[Begin Listing]
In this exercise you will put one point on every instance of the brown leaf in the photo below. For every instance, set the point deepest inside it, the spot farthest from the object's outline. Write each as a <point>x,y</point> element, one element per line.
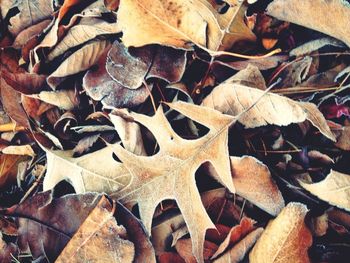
<point>238,252</point>
<point>315,14</point>
<point>78,62</point>
<point>184,248</point>
<point>101,87</point>
<point>174,166</point>
<point>285,239</point>
<point>181,22</point>
<point>253,181</point>
<point>98,233</point>
<point>87,29</point>
<point>334,189</point>
<point>343,141</point>
<point>236,233</point>
<point>130,67</point>
<point>30,12</point>
<point>266,108</point>
<point>8,169</point>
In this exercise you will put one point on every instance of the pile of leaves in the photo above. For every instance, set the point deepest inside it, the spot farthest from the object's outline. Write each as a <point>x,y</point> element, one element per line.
<point>174,131</point>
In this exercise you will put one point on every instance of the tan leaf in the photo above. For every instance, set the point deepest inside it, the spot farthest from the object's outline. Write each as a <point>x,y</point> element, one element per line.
<point>315,14</point>
<point>238,252</point>
<point>174,166</point>
<point>84,174</point>
<point>253,181</point>
<point>99,232</point>
<point>267,108</point>
<point>180,22</point>
<point>87,29</point>
<point>236,233</point>
<point>285,239</point>
<point>79,61</point>
<point>130,67</point>
<point>334,189</point>
<point>343,141</point>
<point>30,13</point>
<point>184,248</point>
<point>64,99</point>
<point>19,150</point>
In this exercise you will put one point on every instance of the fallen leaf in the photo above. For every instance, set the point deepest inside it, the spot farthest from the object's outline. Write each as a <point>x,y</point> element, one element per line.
<point>184,248</point>
<point>343,141</point>
<point>8,169</point>
<point>131,67</point>
<point>334,189</point>
<point>171,168</point>
<point>267,108</point>
<point>285,239</point>
<point>236,233</point>
<point>87,29</point>
<point>108,176</point>
<point>208,29</point>
<point>79,61</point>
<point>30,12</point>
<point>315,14</point>
<point>19,150</point>
<point>64,99</point>
<point>101,87</point>
<point>99,232</point>
<point>239,251</point>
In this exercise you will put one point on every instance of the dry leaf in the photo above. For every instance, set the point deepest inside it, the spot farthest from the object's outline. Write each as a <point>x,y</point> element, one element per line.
<point>19,150</point>
<point>98,233</point>
<point>236,233</point>
<point>96,172</point>
<point>87,29</point>
<point>315,14</point>
<point>343,141</point>
<point>30,13</point>
<point>285,239</point>
<point>64,99</point>
<point>184,248</point>
<point>238,252</point>
<point>334,189</point>
<point>79,61</point>
<point>101,87</point>
<point>173,168</point>
<point>267,108</point>
<point>181,22</point>
<point>130,67</point>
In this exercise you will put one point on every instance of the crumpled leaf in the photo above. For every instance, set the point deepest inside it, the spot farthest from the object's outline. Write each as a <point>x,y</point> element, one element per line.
<point>87,29</point>
<point>101,87</point>
<point>285,239</point>
<point>79,61</point>
<point>238,252</point>
<point>315,14</point>
<point>30,13</point>
<point>173,168</point>
<point>334,189</point>
<point>236,233</point>
<point>108,176</point>
<point>268,109</point>
<point>181,22</point>
<point>99,232</point>
<point>131,67</point>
[End Listing]
* **Brief**:
Could you copy all of the material above line for line, without changing a character, and leave the picture out of your copy?

* **Response**:
In this exercise you will put one point on every instance of the brown leaf in the photo below. For every instance, set the point deepest inside it, the spot farthest from the object's outline. Write each as a <point>x,y</point> element, one element per line.
<point>238,252</point>
<point>315,14</point>
<point>78,62</point>
<point>184,248</point>
<point>101,87</point>
<point>174,166</point>
<point>285,239</point>
<point>181,22</point>
<point>253,181</point>
<point>98,233</point>
<point>87,29</point>
<point>334,189</point>
<point>343,141</point>
<point>236,233</point>
<point>130,67</point>
<point>30,12</point>
<point>266,108</point>
<point>8,169</point>
In this exercise you will put one point on every instance of the pile of leaves in the photo above. For every instance, set the point deepest inside it, the spot farthest from the object's outline. Write each as a <point>x,y</point> element, one element per line.
<point>174,131</point>
In this exercise you will put one point on every instance of the tan leaf in the photo above. For every instance, set the point deepest inside it, the spot farthest from the object's outline. Write each as a <point>x,y</point> element, one element per line.
<point>315,14</point>
<point>238,252</point>
<point>174,166</point>
<point>84,174</point>
<point>253,181</point>
<point>99,232</point>
<point>267,108</point>
<point>180,22</point>
<point>87,29</point>
<point>236,233</point>
<point>285,239</point>
<point>79,61</point>
<point>130,67</point>
<point>334,189</point>
<point>343,141</point>
<point>30,13</point>
<point>184,248</point>
<point>64,99</point>
<point>19,150</point>
In this exercise you will put one point on every instance of the fallen leaf in the photo above. For every instance, set the point deepest inside it, the spot farthest from the object's outline. Write each as a <point>x,y</point> element, one element per line.
<point>184,248</point>
<point>343,141</point>
<point>8,169</point>
<point>131,67</point>
<point>334,189</point>
<point>171,168</point>
<point>267,108</point>
<point>285,239</point>
<point>236,233</point>
<point>87,29</point>
<point>108,176</point>
<point>208,29</point>
<point>79,61</point>
<point>30,12</point>
<point>315,14</point>
<point>19,150</point>
<point>64,99</point>
<point>101,87</point>
<point>99,232</point>
<point>239,251</point>
In this exercise you will put one point on every instance of the dry leaf in the photo above. For every instance, set the point deepest inside it, the spot farthest from the object's outline. Write each as a <point>x,y</point> element, one element per line.
<point>19,150</point>
<point>98,233</point>
<point>236,233</point>
<point>96,172</point>
<point>87,29</point>
<point>315,14</point>
<point>343,141</point>
<point>30,13</point>
<point>285,239</point>
<point>64,99</point>
<point>184,248</point>
<point>238,252</point>
<point>334,189</point>
<point>79,61</point>
<point>101,87</point>
<point>173,168</point>
<point>267,108</point>
<point>181,22</point>
<point>130,67</point>
In this exercise you will put one point on every instance of the crumpled leaf in the photo above. For every instance, set the point deepest inside it, the spot farthest from the object's outline. Write each as a <point>x,y</point> element, one element per line.
<point>87,29</point>
<point>101,87</point>
<point>285,239</point>
<point>79,61</point>
<point>238,252</point>
<point>315,14</point>
<point>30,13</point>
<point>173,168</point>
<point>334,189</point>
<point>236,233</point>
<point>108,176</point>
<point>268,109</point>
<point>181,22</point>
<point>99,232</point>
<point>131,67</point>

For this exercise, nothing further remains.